Actions to take:
[1] In the proposal on Scala direct dependencies, which open-source build tool enables Twitter's fine-grained build workflow?
[2] Translate this sentence from the proposal on Scala direct dependencies into Spanish: "One benefit of having a large number of modules is the ability to perform parallel builds, distributing independent build tasks between different workers in a build cluster."

Excerpted passage:
Proposed by Stu Hood, Eugene Burmako - Twitter - November 2016

Abstract

The most commonly discussed angle of attack for improving the Scala build experience is improving the speed of the compiler. Instead, this document addresses a different angle: improving the experience of using only "direct" dependencies in builds, in order to improve cache hit rates and unblock scaling multiple remote invocations of the compiler.

A "direct" (also known as "strict") dependency is a dependency that is specifically mentioned in the build definition for some compilation unit. "direct" dependencies are thus differentiated from "transitive" dependencies (which are collected by walking the transitive closure of direct dependencies).

Background

Minimization of compilation classpaths

In comparison with a more common project-centric workflow that involves a number of coarse-grained projects and intra-project incremental compilation via sbt, Twitter's build workflow relies on many more (tens of thousands) fine-grained modules and inter-project incrementality. This workflow is enabled by Pants, our open-source build tool that understands a multitude of languages including Java, Scala, Python and others. A similar fine-grained approach is used in other popular build tools (Blaze/Bazel, Buck) and companies (Google, Facebook, Foursquare, Square, Medium and others).

One benefit of having a large number of modules is the ability to perform parallel builds, distributing independent build tasks between different workers in a build cluster. This has a potential to significantly improve the build experience for large projects.

Naturally, the viability of such a distributed build hinges on the amount of data sent over the network. This becomes a real problem for large projects, because in such setting it is not uncommon for a module to have hundreds or thousands of transitive dependencies. Therefore, it is critical for us to minimize compilation classpaths.

Dropping transitive dependencies from compilation classpaths

On our quest to minimize compilation classpaths, we observe that it is often unnecessary to have the entire runtime classpath during compilation.

Let’s consider an application C that depends on a library B that, in turn, depends on a library A. Let’s suppose that C uses definitions provided by B, but it doesn’t explicitly reference definitions from A. In this document, we will then say that B is a direct dependency of C, and A is a transitive dependency of C. For example:

// A.scala
class A

// B.scala
class B {
  println(new A)
}

// C.scala
object C extends App {
  println(new B)
}

In this example, even though C requires A.class at runtime, it doesn’t need A.class to compile. We can verify that by running the following compiler invocations.

$ scalac -d a A.scala
$ scalac -d b -cp a B.scala
$ scalac -d c -cp b C.scala
$ echo $?
0

Unfortunately, even though scalac generally does not require the entire transitive classpath of a library to compile it, these requirements are not formally defined, and in many cases are non-intuitive. This uncertainty makes it difficult to accurately declare the direct dependencies of a library.

// A.scala
class A

// B.scala
class B extends A

// C.scala
object C extends App {
  println(new B)
}

In this updated example, B no longer uses A in its constructor, but instead subclasses it. Even though, C still doesn't use A directly, we now have to provide A on the compilation classpath, otherwise an error occurs.

Available data:
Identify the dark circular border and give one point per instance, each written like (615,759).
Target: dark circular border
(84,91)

Responses for each task:
[1] Pants

[2] Una ventaja de tener un gran número de módulos es la posibilidad de realizar compilaciones en paralelo, distribuyendo tareas de compilación independientes entre distintos trabajadores de un clúster de compilación.